(Records from a dataset)

+++++

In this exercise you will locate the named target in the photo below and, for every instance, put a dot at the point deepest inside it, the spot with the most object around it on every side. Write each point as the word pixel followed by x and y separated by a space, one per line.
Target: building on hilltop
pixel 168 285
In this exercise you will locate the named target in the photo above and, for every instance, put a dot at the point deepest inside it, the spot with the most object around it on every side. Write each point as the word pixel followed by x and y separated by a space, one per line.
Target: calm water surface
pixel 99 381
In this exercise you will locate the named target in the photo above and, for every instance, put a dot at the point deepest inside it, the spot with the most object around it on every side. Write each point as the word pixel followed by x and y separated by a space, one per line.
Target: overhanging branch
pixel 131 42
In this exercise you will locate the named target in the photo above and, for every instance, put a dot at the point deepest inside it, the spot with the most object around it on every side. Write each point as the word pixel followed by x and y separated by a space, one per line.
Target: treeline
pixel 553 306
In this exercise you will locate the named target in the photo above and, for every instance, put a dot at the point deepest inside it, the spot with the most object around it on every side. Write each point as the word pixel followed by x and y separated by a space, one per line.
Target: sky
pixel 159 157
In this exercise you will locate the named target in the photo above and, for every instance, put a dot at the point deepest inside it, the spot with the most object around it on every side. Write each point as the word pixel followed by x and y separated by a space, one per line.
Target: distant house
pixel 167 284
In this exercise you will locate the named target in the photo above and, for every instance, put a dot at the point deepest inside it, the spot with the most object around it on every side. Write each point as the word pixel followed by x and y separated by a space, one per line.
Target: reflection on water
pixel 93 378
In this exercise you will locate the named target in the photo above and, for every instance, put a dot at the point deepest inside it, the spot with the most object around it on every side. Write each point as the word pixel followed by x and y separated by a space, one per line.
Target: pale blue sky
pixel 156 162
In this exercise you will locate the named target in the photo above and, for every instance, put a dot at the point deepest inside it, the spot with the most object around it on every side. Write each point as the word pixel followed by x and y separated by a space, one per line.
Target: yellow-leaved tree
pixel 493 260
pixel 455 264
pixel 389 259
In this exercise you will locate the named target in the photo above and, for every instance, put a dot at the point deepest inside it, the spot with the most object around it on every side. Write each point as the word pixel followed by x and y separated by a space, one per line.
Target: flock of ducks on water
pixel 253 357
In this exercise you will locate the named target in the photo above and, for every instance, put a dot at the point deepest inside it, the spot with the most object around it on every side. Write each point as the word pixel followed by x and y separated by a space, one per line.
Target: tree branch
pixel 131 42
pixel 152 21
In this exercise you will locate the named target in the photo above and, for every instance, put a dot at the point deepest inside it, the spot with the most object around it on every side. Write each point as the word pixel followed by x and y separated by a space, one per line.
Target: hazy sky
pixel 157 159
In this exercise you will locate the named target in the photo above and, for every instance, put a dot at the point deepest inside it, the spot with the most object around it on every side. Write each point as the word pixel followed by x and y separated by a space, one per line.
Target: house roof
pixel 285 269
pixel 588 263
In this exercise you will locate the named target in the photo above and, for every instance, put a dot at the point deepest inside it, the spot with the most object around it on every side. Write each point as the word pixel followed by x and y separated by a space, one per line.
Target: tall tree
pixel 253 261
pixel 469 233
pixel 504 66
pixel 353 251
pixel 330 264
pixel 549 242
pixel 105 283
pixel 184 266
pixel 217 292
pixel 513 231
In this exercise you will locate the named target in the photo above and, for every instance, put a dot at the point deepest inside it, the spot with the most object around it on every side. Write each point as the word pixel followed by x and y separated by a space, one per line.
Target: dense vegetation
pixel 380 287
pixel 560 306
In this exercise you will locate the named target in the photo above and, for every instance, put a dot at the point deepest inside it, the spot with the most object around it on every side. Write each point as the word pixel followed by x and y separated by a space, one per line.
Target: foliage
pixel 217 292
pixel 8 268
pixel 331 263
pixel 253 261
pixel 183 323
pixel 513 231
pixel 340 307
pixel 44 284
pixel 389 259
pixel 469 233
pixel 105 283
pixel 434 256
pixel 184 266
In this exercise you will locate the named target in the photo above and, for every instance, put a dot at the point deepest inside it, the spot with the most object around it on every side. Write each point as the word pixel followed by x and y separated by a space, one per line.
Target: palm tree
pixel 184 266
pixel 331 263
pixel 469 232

+++++

## [Exercise]
Exactly as written above, please repeat the entries.

## [Solution to this task]
In this exercise you will locate the named target in the photo below and, for every instance, put a dot at the point deepest inside it, the spot with the most object around it on every side. Write each point as the word pixel followed by x and y separated by a space, one per line.
Target: building on hilltop
pixel 168 285
In this exercise you will locate the named target in the photo above and, for every instance, put a dot at the point deepest inside it, the spot with the most object around it on every side. Write each point as the word pixel followed by x and y separated by a space, one per line.
Target: calm water surface
pixel 99 381
In this exercise you will locate the named target in the photo above and, for every instance, put a dot at the point deepest inside it, the spot with the most object around it on every side. Write each point as the word pixel followed by x and y separated by a space, one per line.
Target: overhanging branch
pixel 131 42
In this exercise you will locate the named target in the photo above and, for every instance, put a dot at the point deepest inside it, the spot with the most object around it on every side. Write each point as the word pixel followed by x and y separated by a space, one per line.
Target: treeline
pixel 553 306
In this exercise you will locate the named target in the photo above and, for every instance, put a dot at the point deepest inside it, the spot with the most object around it on every side. Write each point as the word pixel followed by x and y separated by a space, one per line.
Target: sky
pixel 159 157
In this exercise you will locate the named target in the photo above and, for every instance, put a dot at the point deepest inside it, the spot with the most object around it on every side. Write each point as the word pixel followed by x and y separated by a space, one per line.
Target: distant house
pixel 167 284
In this exercise you will locate the named target in the photo above and, for every instance, put a dot at the point deepest inside it, the spot with the most object around it on every side. Write each point as the word pixel followed by x and y separated by a space, one per line.
Target: reflection on water
pixel 93 378
In this exercise you will locate the named target in the photo above and, for every instance, put a dot at the point deepest inside it, the spot with the most object around it on every side. Write each point as the word pixel followed by x and y separated by a space, one per line.
Target: pale blue sky
pixel 156 162
In this exercise you will locate the named target in the photo above and, for every instance, put a dot at the point deepest inside it, the spot with the most object around it on every side. Write each point as the word pixel followed by x and y separated by a space, one per line.
Target: yellow-leaved tree
pixel 493 260
pixel 455 264
pixel 389 259
In this exercise you will locate the named target in the photo above and, for every instance, put a dot at the point deepest inside it, the spot with the most object around it on every side. Write each point as the word pixel followed by x and y separated by a space, one per line.
Target: flock of ducks on water
pixel 253 357
In this exercise you will locate the named target in the photo above and, for every instance, put a dot at the point deepest inside it, the spot with the most object around it on every side. Write each point as the word pixel followed by x and y separated by a space, one per line.
Target: tree branch
pixel 131 42
pixel 152 21
In this exercise you will locate the named target in the photo above and, for every instance, put a dot at the point deepest inside it, the spot with the most object around it on every side. Write each point as the word pixel followed by x and y separated by a space, one per line.
Target: hazy sky
pixel 157 159
In this exercise you will locate the named target in the photo above and, for every instance, put a dot at the point deepest inside it, the spot with the most object around it on every side. Write each point as the word pixel followed by x and y separated by a space, one per line.
Target: house roof
pixel 285 269
pixel 588 263
In this exercise you will locate the named target in the photo above and, for every instance, put a dot at the point deepest inside it, the spot with the most object around it on every side. Write each point as the word pixel followed by x and y separated by a space, one per line.
Target: tall tree
pixel 253 261
pixel 469 233
pixel 504 66
pixel 353 251
pixel 330 264
pixel 549 242
pixel 105 283
pixel 184 266
pixel 217 292
pixel 513 231
In this exercise you will locate the named target in the photo above and, for every instance, put a dot at the point deepest inside it, the spot with the most object around it on every side. Write each point as the word pixel followed by x and y separated by a space, one per line.
Target: dense vegetation
pixel 380 287
pixel 560 306
In this exercise you will locate the named target in the photo above and, for every instance, put a dot at the point deepest inside it, the spot with the most object around it on every side. Write each point as the word pixel followed by x and y separated by a space, one per line.
Target: foliage
pixel 217 292
pixel 8 268
pixel 331 263
pixel 253 261
pixel 183 323
pixel 513 231
pixel 340 307
pixel 44 284
pixel 389 259
pixel 469 233
pixel 105 283
pixel 434 256
pixel 184 266
In this exercise you will locate the named target in the photo above and, for every instance, put a dot at the point deepest inside it, the spot with the most object around it on every side. Write each point as the word pixel followed by x and y separated by a space, one per line.
Target: palm tree
pixel 184 266
pixel 331 263
pixel 469 232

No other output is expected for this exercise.